— start of Given passage —

Energy Data Warehouse - Complete Data Pipeline

A comprehensive data warehouse solution for residential energy consumption analysis, built with modern data engineering tools and best practices.

🎯 Project Overview

This project implements a complete end-to-end data pipeline for analyzing household energy consumption patterns, weather impacts, and appliance efficiency. The solution provides actionable insights for energy management, customer segmentation, and grid optimization.

Key Features

✅ Multi-layer Data Architecture: Staging → Silver → Golden layer transformations
✅ Data Quality Framework: Comprehensive validation and quality checks
✅ Business Analytics: Pre-computed metrics for dashboards and reports
✅ Scalable Infrastructure: Docker-based deployment with HDFS and Hive
✅ Automated Exports: CSV snapshots of all data layers for external analysis

📊 Architecture

Raw Data (CSV) → HDFS (Hive) → Staging Layer → Silver Layer → Dimensions/Facts → Golden Layer → CSV Exports

Technology Stack

Component	Technology	Version
Storage	HDFS (Hadoop Distributed File System)	3.2.1
SQL Engine	Apache Spark with Thrift Server	3.2.0
Transformation	dbt (data build tool) with Spark adapter	1.7.0
Containerization	Docker & Docker Compose	Latest

📁 Project Structure

Depi-Graduation-Project/
├── Data/
│   ├── raw/                # Source CSV files
│   └── exports/            # Generated CSV snapshots (Bronze/Silver/Gold)

— end of Given passage —

Reproduce the text of the energy data warehouse project page, starting at "This project implements" and ending at "and grid optimization.".

— start of Stored data —

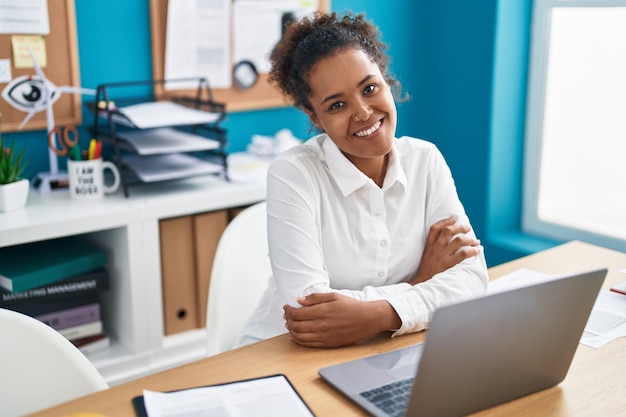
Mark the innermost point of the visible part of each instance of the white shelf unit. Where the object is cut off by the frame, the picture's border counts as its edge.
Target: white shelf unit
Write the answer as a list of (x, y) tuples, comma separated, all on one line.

— end of Stored data —

- _Finished answer_
This project implements a complete end-to-end data pipeline for analyzing household energy consumption patterns, weather impacts, and appliance efficiency. The solution provides actionable insights for energy management, customer segmentation, and grid optimization.